EXERCISE DIRECTIONS
How many lines of the records that follow contain the string "wood"? Case counts. Give only the number.

begin RECORDS TO USE

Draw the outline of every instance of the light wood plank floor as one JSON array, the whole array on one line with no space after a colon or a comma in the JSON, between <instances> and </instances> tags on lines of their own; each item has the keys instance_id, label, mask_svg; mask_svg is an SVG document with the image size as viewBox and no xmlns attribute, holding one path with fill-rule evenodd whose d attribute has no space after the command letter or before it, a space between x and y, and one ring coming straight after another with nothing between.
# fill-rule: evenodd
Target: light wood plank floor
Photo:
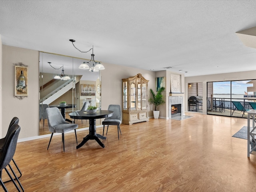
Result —
<instances>
[{"instance_id":1,"label":"light wood plank floor","mask_svg":"<svg viewBox=\"0 0 256 192\"><path fill-rule=\"evenodd\" d=\"M26 192L254 191L256 156L248 158L247 140L232 137L247 120L186 114L194 117L122 124L119 140L110 126L104 148L90 140L76 149L74 133L65 152L61 136L48 150L49 138L18 143L20 181ZM78 132L78 142L88 133Z\"/></svg>"}]
</instances>

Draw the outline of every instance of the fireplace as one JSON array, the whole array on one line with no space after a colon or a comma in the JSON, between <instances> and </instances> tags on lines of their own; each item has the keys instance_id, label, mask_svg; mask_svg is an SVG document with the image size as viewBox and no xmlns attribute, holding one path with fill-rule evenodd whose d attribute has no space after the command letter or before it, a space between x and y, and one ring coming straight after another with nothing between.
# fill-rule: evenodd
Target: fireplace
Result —
<instances>
[{"instance_id":1,"label":"fireplace","mask_svg":"<svg viewBox=\"0 0 256 192\"><path fill-rule=\"evenodd\" d=\"M172 117L181 116L181 104L172 105L170 112Z\"/></svg>"},{"instance_id":2,"label":"fireplace","mask_svg":"<svg viewBox=\"0 0 256 192\"><path fill-rule=\"evenodd\" d=\"M169 118L182 116L184 114L183 96L169 97Z\"/></svg>"}]
</instances>

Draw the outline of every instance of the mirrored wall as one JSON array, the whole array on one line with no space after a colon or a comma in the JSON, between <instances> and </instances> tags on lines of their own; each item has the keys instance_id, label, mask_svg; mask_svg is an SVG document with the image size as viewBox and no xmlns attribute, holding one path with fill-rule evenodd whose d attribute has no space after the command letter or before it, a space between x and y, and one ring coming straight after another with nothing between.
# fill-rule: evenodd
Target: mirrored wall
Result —
<instances>
[{"instance_id":1,"label":"mirrored wall","mask_svg":"<svg viewBox=\"0 0 256 192\"><path fill-rule=\"evenodd\" d=\"M66 106L60 110L66 120L72 122L68 114L80 110L86 101L90 105L101 108L101 80L100 72L92 72L78 67L86 59L57 54L40 52L39 134L50 133L45 108ZM89 126L89 121L76 120L78 128ZM96 122L96 124L97 122ZM100 123L100 122L98 123Z\"/></svg>"}]
</instances>

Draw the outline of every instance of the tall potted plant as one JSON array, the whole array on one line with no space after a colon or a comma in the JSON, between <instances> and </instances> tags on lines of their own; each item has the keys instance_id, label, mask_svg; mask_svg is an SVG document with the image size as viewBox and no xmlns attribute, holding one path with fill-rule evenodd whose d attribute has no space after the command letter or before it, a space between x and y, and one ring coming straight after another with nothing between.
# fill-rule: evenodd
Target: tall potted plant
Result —
<instances>
[{"instance_id":1,"label":"tall potted plant","mask_svg":"<svg viewBox=\"0 0 256 192\"><path fill-rule=\"evenodd\" d=\"M152 89L150 89L150 92L152 95L152 97L148 99L148 102L150 104L153 104L154 107L154 109L153 111L154 114L154 118L155 119L158 119L159 117L159 111L157 110L157 107L160 105L162 105L165 103L165 102L163 98L163 96L162 94L163 91L164 91L165 88L162 87L158 89L156 92L156 94L155 94Z\"/></svg>"}]
</instances>

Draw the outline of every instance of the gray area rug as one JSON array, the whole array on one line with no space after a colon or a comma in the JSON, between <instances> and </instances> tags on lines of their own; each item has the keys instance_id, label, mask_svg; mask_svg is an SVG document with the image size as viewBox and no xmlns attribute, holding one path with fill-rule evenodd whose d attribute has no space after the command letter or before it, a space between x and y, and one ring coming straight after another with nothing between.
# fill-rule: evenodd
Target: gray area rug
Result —
<instances>
[{"instance_id":1,"label":"gray area rug","mask_svg":"<svg viewBox=\"0 0 256 192\"><path fill-rule=\"evenodd\" d=\"M182 115L181 116L178 116L177 117L172 117L171 119L174 119L174 120L178 120L181 121L184 119L189 119L194 117L193 116L188 116L186 115Z\"/></svg>"},{"instance_id":2,"label":"gray area rug","mask_svg":"<svg viewBox=\"0 0 256 192\"><path fill-rule=\"evenodd\" d=\"M241 139L247 139L247 126L244 126L232 136Z\"/></svg>"}]
</instances>

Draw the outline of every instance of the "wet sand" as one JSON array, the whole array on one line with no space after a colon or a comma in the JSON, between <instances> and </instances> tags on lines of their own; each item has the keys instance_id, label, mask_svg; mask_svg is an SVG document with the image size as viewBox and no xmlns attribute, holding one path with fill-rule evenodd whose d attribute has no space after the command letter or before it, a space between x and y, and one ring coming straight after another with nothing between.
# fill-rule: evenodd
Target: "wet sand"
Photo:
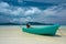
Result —
<instances>
[{"instance_id":1,"label":"wet sand","mask_svg":"<svg viewBox=\"0 0 66 44\"><path fill-rule=\"evenodd\" d=\"M0 44L66 44L66 28L59 28L55 36L22 32L19 25L0 26Z\"/></svg>"}]
</instances>

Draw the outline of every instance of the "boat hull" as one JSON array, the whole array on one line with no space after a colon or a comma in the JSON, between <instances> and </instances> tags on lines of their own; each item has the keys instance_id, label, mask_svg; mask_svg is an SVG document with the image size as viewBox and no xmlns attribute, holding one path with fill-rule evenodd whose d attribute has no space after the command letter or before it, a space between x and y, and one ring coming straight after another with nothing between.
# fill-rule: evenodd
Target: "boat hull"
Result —
<instances>
[{"instance_id":1,"label":"boat hull","mask_svg":"<svg viewBox=\"0 0 66 44\"><path fill-rule=\"evenodd\" d=\"M59 25L50 25L46 28L23 28L23 32L34 33L34 34L48 34L48 35L55 35L56 31L58 30Z\"/></svg>"}]
</instances>

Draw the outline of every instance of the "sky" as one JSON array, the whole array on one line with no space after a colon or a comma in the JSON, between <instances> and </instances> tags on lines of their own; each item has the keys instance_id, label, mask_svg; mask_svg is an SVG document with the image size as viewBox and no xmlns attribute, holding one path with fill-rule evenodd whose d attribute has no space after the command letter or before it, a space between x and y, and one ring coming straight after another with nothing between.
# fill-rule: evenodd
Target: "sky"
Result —
<instances>
[{"instance_id":1,"label":"sky","mask_svg":"<svg viewBox=\"0 0 66 44\"><path fill-rule=\"evenodd\" d=\"M66 24L66 0L25 0L52 3L45 9L23 7L23 0L0 0L0 23L42 22ZM57 4L57 6L55 6ZM43 6L42 6L43 7Z\"/></svg>"}]
</instances>

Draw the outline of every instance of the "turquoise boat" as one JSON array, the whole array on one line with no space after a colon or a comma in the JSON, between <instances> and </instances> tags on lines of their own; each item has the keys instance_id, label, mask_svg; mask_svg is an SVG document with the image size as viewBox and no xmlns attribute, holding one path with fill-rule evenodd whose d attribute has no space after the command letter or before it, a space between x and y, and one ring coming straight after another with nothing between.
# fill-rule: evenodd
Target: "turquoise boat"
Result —
<instances>
[{"instance_id":1,"label":"turquoise boat","mask_svg":"<svg viewBox=\"0 0 66 44\"><path fill-rule=\"evenodd\" d=\"M33 34L46 34L46 35L55 35L59 24L47 25L42 28L22 28L23 32L33 33Z\"/></svg>"}]
</instances>

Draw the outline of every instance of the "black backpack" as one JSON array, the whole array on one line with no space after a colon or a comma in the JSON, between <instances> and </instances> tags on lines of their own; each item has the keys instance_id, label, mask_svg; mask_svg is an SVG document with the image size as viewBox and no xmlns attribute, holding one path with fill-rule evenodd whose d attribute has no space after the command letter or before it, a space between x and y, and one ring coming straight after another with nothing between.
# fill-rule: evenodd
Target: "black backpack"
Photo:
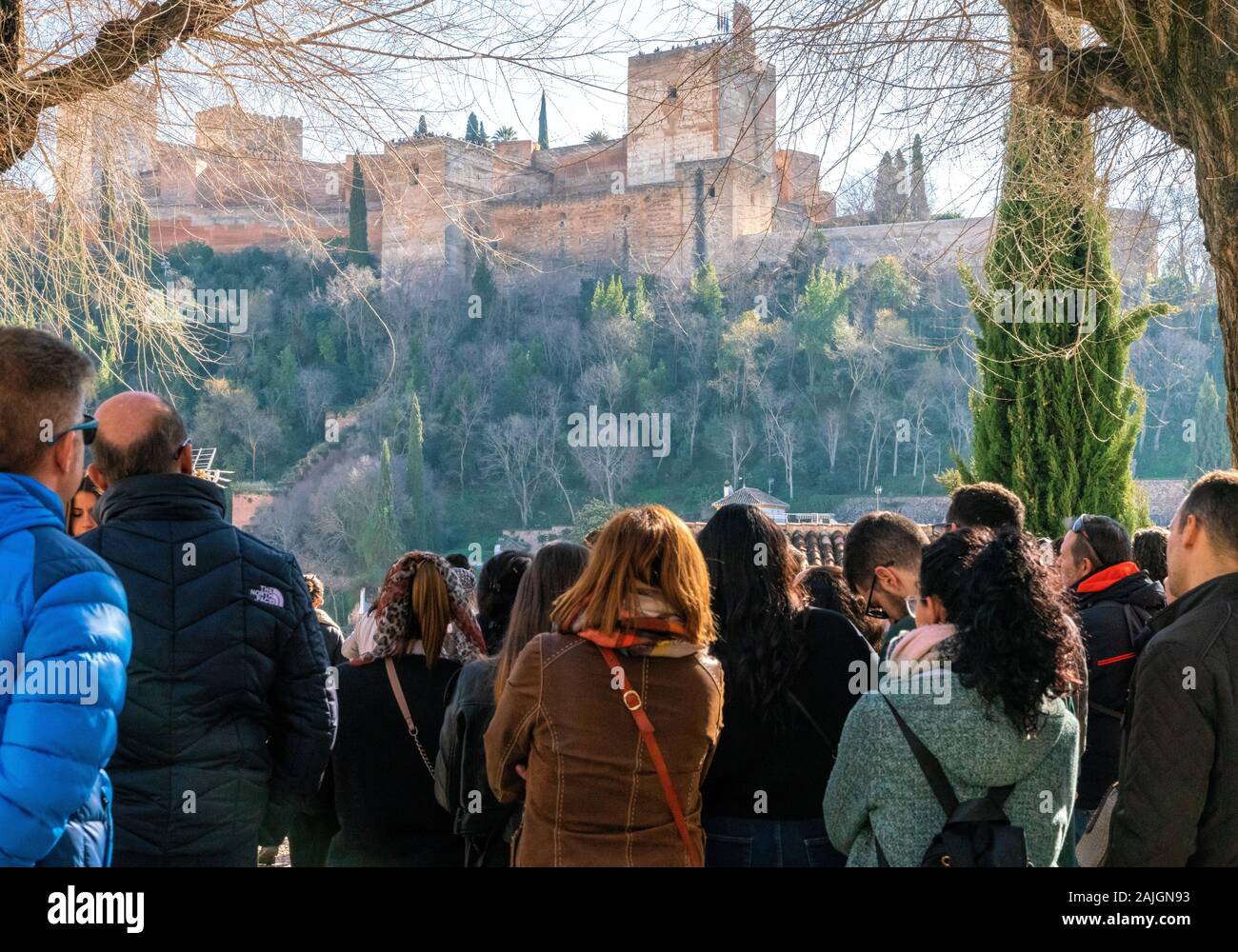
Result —
<instances>
[{"instance_id":1,"label":"black backpack","mask_svg":"<svg viewBox=\"0 0 1238 952\"><path fill-rule=\"evenodd\" d=\"M1006 798L1014 785L992 787L984 796L976 800L958 802L954 787L946 779L946 771L941 764L907 727L907 722L890 703L886 695L881 695L885 703L894 714L899 724L899 730L907 740L907 746L915 754L916 763L924 771L925 780L932 789L933 796L946 811L946 826L932 838L928 849L925 850L921 867L1025 867L1028 865L1028 843L1024 838L1023 827L1010 824L1005 815ZM877 846L877 864L890 865L881 852L881 844L873 834L873 843Z\"/></svg>"},{"instance_id":2,"label":"black backpack","mask_svg":"<svg viewBox=\"0 0 1238 952\"><path fill-rule=\"evenodd\" d=\"M1136 608L1135 605L1132 605L1127 602L1114 602L1113 599L1097 602L1092 607L1097 608L1099 605L1114 605L1115 608L1120 608L1123 610L1123 614L1125 615L1127 619L1127 639L1130 643L1130 651L1135 656L1138 656L1139 652L1144 650L1144 645L1146 644L1146 639L1144 638L1144 631L1148 628L1148 621L1151 619L1153 613L1149 612L1146 608ZM1130 673L1127 676L1128 683L1129 678L1133 676L1134 676L1134 665L1132 665ZM1106 707L1104 704L1093 701L1092 698L1088 698L1087 706L1088 706L1088 713L1103 714L1104 717L1112 717L1115 720L1122 720L1122 716L1127 709L1125 702L1123 702L1120 708L1114 709L1112 707Z\"/></svg>"}]
</instances>

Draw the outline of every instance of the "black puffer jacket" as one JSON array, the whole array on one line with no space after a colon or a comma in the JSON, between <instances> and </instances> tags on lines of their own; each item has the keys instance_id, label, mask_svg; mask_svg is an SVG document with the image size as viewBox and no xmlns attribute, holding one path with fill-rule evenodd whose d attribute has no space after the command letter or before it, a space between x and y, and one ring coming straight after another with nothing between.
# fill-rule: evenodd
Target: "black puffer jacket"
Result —
<instances>
[{"instance_id":1,"label":"black puffer jacket","mask_svg":"<svg viewBox=\"0 0 1238 952\"><path fill-rule=\"evenodd\" d=\"M1075 598L1088 675L1087 750L1080 763L1077 806L1096 810L1118 779L1120 716L1138 654L1134 635L1165 608L1165 589L1146 572L1135 572L1099 592L1076 592Z\"/></svg>"},{"instance_id":2,"label":"black puffer jacket","mask_svg":"<svg viewBox=\"0 0 1238 952\"><path fill-rule=\"evenodd\" d=\"M312 794L331 754L327 652L296 560L224 520L218 487L124 479L82 537L129 594L134 650L109 765L116 850L253 846Z\"/></svg>"},{"instance_id":3,"label":"black puffer jacket","mask_svg":"<svg viewBox=\"0 0 1238 952\"><path fill-rule=\"evenodd\" d=\"M448 688L449 701L438 738L435 796L456 818L454 831L469 842L469 862L498 863L519 826L520 803L500 803L485 772L485 729L494 719L498 660L470 661Z\"/></svg>"},{"instance_id":4,"label":"black puffer jacket","mask_svg":"<svg viewBox=\"0 0 1238 952\"><path fill-rule=\"evenodd\" d=\"M1123 725L1109 865L1238 865L1238 572L1153 619Z\"/></svg>"}]
</instances>

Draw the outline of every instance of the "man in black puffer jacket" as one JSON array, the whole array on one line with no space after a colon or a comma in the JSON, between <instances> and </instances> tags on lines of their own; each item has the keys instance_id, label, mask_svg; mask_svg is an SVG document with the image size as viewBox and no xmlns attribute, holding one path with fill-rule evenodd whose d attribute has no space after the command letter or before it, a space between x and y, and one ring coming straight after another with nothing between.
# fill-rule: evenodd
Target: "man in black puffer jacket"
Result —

end RECORDS TO USE

FINISHED TASK
3